The three other goals of equal merit and importance are to prepare students to generate and evaluate scientific evidence and explanations, to understand the nature and development of scientific knowledge, and to participate productively in scientific practices and discourse (summarized in the Academies' Ready, Set, Science!). Scientists would generally agree that all four types of science understanding are critical not only to a good science education but also to the basic education of everyone in the modern world. Why then do most science professors teach only the first one?
As the scientist and educator John A. Moore emphasized in his prolific writings, science provides a special way of knowing about the world.* The failure of most students and adults to understand this fact, despite having taken science courses, reveals a serious deficiency in our education systems. And the failure of students to acquire the logical problem-solving skills of scientists, with their emphasis on evidence, goes a long way to explain why business and industry are so distressed by the quality of our average high-school and college graduates, finding them unable to function effectively in the workforce.
Vast numbers of adults fail to take a scientific approach to solving problems or making judgments based on evidence. Instead, they readily accept simplistic answers to complicated problems that are confidently espoused by popular talk-show hosts or political leaders, counter to all evidence and logic. Most shocking to me is the finding that many college-educated adults in the United States see no difference between scientific and nonscientific explanations of natural phenomena such as evolution. Their science teachers failed to make it clear that science fundamentally depends on evidence that can be logically and independently verified; instead, they taught science as if it were a form of revealed truth from scientists.

============================================================

Reproduce the passage on the goals of science education word for word, in full.

• **Record extracts**
============================================================

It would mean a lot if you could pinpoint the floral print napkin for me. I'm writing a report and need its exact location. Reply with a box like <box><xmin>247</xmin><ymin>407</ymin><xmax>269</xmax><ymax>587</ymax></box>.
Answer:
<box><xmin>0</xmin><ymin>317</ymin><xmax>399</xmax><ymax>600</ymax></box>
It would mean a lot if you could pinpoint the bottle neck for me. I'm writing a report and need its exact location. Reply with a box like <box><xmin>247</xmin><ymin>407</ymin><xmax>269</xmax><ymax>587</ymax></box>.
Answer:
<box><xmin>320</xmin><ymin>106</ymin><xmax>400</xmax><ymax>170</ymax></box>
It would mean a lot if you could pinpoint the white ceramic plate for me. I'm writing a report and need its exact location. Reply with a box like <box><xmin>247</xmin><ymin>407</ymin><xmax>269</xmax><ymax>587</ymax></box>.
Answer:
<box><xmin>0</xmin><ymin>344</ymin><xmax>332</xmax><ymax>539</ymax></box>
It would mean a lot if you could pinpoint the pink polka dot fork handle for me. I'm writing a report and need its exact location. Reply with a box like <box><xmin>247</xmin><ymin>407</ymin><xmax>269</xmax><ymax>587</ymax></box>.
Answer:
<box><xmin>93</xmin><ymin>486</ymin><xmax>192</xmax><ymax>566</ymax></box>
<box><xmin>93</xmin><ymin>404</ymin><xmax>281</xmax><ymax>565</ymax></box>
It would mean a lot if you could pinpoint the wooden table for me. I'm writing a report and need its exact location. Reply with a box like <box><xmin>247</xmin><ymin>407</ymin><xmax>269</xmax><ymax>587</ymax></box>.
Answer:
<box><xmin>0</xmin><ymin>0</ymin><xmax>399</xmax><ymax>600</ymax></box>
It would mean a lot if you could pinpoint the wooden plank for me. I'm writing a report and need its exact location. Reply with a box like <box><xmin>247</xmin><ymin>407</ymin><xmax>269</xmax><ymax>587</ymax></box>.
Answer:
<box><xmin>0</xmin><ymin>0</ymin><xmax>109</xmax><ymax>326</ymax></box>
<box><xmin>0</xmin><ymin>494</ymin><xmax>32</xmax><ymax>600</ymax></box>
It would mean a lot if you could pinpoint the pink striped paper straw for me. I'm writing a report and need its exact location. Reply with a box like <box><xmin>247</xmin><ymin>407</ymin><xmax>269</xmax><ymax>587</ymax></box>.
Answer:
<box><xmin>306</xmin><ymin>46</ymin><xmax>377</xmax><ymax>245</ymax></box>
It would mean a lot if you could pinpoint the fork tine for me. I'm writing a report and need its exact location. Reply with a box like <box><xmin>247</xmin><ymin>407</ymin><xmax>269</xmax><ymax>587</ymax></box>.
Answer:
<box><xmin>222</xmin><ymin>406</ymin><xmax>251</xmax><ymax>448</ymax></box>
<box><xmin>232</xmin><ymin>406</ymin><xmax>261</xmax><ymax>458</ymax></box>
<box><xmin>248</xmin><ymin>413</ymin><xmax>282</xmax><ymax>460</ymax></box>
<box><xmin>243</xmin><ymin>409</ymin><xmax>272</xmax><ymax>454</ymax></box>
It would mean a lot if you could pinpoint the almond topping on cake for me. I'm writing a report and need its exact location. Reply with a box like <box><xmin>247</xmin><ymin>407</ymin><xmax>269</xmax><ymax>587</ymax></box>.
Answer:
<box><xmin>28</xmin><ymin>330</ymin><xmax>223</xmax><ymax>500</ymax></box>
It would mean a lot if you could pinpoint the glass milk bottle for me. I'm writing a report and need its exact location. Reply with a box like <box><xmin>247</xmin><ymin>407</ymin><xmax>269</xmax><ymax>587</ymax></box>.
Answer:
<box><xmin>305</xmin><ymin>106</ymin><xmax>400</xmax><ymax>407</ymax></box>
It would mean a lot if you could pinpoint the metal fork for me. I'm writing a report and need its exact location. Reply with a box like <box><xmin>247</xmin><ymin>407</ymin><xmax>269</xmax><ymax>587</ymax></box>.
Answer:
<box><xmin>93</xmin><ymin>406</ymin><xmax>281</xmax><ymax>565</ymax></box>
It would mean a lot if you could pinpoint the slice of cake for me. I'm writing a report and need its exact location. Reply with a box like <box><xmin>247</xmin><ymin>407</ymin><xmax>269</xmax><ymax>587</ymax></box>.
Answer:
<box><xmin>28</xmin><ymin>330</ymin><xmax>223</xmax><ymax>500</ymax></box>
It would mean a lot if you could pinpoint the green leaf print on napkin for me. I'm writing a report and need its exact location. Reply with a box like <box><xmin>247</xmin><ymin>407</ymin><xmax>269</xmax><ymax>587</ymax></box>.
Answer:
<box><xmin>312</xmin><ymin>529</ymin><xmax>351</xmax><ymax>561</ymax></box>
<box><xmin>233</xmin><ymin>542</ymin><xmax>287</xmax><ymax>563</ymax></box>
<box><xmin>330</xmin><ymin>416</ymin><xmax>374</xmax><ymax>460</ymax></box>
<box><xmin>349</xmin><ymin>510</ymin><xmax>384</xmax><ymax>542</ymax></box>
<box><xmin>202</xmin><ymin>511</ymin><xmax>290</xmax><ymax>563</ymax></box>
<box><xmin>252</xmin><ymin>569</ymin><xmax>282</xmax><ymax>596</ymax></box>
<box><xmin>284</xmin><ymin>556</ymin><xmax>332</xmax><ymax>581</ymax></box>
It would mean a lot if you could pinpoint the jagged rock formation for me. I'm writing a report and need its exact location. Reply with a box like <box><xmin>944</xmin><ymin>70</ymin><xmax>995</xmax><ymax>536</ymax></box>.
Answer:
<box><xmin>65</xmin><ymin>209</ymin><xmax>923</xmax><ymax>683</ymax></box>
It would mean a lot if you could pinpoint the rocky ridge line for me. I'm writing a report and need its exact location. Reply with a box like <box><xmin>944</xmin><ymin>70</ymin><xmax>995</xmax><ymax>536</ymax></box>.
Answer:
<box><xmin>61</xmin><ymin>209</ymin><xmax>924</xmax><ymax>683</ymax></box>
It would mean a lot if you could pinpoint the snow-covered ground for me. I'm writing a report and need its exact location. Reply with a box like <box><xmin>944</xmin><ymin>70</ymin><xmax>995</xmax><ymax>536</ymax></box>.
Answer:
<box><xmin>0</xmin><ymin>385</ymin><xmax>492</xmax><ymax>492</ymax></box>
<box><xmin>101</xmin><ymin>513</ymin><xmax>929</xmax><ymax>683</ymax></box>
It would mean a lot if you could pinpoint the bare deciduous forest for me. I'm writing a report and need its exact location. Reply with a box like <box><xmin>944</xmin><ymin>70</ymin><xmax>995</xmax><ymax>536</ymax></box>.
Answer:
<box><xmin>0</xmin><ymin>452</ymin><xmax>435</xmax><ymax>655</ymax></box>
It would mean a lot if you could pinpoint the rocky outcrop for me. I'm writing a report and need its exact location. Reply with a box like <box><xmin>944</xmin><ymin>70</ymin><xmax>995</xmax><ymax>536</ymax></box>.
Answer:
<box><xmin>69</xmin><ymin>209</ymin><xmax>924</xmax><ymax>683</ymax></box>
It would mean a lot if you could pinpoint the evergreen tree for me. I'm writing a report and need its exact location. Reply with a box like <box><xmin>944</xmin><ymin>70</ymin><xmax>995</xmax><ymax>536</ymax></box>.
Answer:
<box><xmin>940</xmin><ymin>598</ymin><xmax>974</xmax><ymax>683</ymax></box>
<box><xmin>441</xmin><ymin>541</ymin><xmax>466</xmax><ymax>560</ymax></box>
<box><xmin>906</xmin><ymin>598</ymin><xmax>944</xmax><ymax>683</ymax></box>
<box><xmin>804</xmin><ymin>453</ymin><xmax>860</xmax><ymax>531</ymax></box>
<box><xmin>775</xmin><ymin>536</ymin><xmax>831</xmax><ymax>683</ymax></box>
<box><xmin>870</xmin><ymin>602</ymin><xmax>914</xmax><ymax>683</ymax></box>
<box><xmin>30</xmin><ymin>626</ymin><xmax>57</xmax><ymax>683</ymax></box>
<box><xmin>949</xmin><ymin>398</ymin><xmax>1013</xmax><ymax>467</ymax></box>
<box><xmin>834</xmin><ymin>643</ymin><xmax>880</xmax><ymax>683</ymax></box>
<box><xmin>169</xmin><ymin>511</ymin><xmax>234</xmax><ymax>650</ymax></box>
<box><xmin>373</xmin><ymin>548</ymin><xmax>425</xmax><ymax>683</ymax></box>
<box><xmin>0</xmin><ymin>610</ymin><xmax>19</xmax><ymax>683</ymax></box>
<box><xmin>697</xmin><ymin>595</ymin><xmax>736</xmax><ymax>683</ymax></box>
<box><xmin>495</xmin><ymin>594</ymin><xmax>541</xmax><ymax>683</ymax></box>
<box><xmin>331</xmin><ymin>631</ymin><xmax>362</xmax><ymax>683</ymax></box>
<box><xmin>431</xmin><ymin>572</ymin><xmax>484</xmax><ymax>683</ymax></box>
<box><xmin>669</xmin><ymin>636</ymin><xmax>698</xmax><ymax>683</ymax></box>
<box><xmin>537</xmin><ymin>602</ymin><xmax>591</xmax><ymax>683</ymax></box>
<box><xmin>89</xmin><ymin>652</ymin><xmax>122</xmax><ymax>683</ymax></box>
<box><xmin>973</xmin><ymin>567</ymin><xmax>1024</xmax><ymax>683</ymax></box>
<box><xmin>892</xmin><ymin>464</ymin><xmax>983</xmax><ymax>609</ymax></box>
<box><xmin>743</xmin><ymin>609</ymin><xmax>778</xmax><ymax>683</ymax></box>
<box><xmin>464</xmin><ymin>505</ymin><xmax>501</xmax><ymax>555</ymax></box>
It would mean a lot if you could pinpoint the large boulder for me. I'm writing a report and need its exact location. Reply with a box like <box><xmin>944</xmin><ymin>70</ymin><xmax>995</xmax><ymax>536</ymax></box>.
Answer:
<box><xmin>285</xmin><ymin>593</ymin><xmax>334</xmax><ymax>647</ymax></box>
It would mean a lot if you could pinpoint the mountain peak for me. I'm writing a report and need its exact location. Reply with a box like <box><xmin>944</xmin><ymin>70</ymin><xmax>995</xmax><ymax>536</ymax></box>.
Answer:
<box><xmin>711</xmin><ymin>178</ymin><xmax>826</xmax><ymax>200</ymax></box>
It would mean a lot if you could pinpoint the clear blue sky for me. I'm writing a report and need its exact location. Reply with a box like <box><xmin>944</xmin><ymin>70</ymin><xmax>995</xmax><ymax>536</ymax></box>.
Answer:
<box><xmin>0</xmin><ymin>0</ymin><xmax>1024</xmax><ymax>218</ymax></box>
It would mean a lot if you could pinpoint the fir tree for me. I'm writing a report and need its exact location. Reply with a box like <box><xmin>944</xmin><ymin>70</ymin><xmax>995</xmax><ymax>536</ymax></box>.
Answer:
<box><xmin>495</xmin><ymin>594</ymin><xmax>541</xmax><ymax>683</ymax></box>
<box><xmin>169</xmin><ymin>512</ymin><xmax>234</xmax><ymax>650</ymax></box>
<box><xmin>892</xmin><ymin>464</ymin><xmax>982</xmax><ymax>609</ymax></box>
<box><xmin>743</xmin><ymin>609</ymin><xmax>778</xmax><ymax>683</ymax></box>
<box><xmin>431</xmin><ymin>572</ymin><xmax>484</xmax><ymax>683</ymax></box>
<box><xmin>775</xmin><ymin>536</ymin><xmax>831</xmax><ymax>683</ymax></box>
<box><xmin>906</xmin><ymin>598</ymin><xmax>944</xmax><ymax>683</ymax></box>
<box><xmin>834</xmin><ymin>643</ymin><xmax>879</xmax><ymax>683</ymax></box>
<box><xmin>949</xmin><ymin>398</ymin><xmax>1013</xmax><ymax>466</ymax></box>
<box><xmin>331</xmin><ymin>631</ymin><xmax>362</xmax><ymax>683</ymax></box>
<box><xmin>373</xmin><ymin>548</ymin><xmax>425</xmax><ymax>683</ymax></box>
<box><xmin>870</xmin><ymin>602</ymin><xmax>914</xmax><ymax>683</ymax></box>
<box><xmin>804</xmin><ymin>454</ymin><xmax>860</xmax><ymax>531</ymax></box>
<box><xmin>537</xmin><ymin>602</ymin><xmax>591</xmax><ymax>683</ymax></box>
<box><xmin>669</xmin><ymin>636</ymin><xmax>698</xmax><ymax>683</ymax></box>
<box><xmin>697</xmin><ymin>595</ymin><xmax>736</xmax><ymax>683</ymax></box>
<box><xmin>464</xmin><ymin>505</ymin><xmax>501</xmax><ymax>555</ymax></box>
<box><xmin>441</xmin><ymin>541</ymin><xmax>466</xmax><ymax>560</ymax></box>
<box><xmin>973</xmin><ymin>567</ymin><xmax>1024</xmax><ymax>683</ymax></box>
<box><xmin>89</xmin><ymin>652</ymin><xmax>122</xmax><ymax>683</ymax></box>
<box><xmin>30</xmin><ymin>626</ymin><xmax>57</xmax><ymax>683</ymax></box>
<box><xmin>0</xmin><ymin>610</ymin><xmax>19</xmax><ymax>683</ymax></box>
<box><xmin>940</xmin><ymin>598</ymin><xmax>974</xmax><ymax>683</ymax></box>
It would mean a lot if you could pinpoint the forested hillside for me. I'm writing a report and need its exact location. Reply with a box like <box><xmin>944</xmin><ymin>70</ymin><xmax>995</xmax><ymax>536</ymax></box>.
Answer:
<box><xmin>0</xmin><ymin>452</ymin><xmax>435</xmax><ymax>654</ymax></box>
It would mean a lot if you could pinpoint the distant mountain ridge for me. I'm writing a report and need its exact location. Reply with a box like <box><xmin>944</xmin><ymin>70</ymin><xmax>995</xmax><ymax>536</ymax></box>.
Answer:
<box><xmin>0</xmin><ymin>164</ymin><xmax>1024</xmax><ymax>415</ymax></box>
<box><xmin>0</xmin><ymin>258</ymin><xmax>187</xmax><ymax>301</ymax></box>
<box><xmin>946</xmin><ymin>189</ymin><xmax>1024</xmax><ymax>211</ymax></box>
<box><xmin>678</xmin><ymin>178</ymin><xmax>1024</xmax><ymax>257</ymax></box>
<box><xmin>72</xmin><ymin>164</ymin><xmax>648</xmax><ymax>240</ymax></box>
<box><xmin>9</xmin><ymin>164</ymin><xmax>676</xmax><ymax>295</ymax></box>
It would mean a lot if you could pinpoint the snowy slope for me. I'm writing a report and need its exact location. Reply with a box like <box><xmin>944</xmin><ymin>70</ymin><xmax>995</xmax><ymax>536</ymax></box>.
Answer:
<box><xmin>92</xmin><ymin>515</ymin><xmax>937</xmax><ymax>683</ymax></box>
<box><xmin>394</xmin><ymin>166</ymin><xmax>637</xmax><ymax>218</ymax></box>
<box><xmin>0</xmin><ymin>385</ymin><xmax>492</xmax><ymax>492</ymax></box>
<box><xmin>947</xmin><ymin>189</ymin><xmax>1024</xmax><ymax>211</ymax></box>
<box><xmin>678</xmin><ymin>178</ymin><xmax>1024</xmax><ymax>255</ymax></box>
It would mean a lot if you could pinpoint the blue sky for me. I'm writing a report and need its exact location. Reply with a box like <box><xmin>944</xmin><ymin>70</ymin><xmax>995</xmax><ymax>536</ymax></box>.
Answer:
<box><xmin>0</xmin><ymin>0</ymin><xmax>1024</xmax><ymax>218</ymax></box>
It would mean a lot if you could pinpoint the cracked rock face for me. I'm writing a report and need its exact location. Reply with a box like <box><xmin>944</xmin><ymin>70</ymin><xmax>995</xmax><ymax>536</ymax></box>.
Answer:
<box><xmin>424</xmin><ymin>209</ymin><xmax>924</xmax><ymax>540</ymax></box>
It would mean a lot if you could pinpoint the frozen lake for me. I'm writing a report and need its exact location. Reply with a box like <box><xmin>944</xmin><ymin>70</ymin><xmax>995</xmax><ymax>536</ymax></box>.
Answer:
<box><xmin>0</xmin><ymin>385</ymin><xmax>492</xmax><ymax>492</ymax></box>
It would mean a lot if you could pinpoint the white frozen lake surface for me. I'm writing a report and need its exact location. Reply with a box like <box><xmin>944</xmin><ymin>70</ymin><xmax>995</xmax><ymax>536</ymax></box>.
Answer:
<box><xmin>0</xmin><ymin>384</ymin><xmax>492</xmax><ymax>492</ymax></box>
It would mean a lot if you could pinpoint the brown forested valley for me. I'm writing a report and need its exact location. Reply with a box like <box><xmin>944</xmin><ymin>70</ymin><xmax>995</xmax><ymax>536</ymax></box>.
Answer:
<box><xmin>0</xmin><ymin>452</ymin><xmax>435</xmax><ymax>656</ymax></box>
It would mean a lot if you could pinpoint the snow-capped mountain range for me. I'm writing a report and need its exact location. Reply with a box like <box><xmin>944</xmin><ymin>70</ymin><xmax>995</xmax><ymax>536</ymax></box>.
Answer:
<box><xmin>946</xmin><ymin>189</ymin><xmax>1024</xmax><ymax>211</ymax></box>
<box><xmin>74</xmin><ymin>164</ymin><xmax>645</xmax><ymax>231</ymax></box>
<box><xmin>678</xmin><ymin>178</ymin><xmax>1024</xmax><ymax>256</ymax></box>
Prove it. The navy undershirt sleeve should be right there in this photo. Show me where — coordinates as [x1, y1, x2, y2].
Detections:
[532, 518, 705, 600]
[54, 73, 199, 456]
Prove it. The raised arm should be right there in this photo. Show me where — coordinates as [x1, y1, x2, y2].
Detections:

============================================================

• **Response below**
The three other goals of equal merit and importance are to prepare students to generate and evaluate scientific evidence and explanations, to understand the nature and development of scientific knowledge, and to participate productively in scientific practices and discourse (summarized in the Academies' Ready, Set, Science!). Scientists would generally agree that all four types of science understanding are critical not only to a good science education but also to the basic education of everyone in the modern world. Why then do most science professors teach only the first one?
As the scientist and educator John A. Moore emphasized in his prolific writings, science provides a special way of knowing about the world.* The failure of most students and adults to understand this fact, despite having taken science courses, reveals a serious deficiency in our education systems. And the failure of students to acquire the logical problem-solving skills of scientists, with their emphasis on evidence, goes a long way to explain why business and industry are so distressed by the quality of our average high-school and college graduates, finding them unable to function effectively in the workforce.
Vast numbers of adults fail to take a scientific approach to solving problems or making judgments based on evidence. Instead, they readily accept simplistic answers to complicated problems that are confidently espoused by popular talk-show hosts or political leaders, counter to all evidence and logic. Most shocking to me is the finding that many college-educated adults in the United States see no difference between scientific and nonscientific explanations of natural phenomena such as evolution. Their science teachers failed to make it clear that science fundamentally depends on evidence that can be logically and independently verified; instead, they taught science as if it were a form of revealed truth from scientists.